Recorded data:
···
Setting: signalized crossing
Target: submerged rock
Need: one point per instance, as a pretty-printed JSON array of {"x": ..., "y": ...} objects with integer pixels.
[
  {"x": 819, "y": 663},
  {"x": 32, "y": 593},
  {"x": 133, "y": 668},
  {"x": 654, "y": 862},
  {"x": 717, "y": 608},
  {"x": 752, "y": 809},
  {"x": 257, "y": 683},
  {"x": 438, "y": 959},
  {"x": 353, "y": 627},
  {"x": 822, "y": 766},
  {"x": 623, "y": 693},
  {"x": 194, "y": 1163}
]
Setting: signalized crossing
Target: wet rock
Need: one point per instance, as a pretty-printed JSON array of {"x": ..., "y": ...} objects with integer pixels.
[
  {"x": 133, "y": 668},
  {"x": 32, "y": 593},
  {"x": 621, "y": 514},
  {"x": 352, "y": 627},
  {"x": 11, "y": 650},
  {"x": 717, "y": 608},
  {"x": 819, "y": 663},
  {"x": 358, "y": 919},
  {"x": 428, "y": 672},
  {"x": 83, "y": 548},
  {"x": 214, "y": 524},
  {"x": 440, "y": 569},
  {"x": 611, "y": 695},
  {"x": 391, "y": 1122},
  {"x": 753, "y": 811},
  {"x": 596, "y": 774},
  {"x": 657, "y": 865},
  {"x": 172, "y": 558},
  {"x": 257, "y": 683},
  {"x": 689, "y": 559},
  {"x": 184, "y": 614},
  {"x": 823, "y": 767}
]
···
Reproduce every row above in full, requests included. Scale each x and y coordinate in the answers by 0.2, and round to whole numbers with halves going up.

Setting: signalized crossing
Target: submerged rock
Need: one point per instance, as a pretty-printed JSON array of {"x": ..., "y": ...} objects with integer pixels.
[
  {"x": 164, "y": 133},
  {"x": 6, "y": 119},
  {"x": 27, "y": 134},
  {"x": 131, "y": 172},
  {"x": 143, "y": 122},
  {"x": 150, "y": 162},
  {"x": 51, "y": 137},
  {"x": 88, "y": 192},
  {"x": 71, "y": 125},
  {"x": 164, "y": 153},
  {"x": 125, "y": 139},
  {"x": 39, "y": 233}
]
Setting: signalized crossing
Target: wet rock
Need: one point per instance, as a pretty-printed JSON array of {"x": ..., "y": ...} objects with integer pixels.
[
  {"x": 27, "y": 134},
  {"x": 6, "y": 119},
  {"x": 124, "y": 103},
  {"x": 70, "y": 125},
  {"x": 2, "y": 130},
  {"x": 143, "y": 122},
  {"x": 164, "y": 133},
  {"x": 72, "y": 184},
  {"x": 86, "y": 134},
  {"x": 17, "y": 110},
  {"x": 43, "y": 105},
  {"x": 88, "y": 114},
  {"x": 122, "y": 139},
  {"x": 78, "y": 224},
  {"x": 151, "y": 162},
  {"x": 119, "y": 155},
  {"x": 131, "y": 173},
  {"x": 34, "y": 112},
  {"x": 51, "y": 137},
  {"x": 138, "y": 112},
  {"x": 37, "y": 123},
  {"x": 165, "y": 153}
]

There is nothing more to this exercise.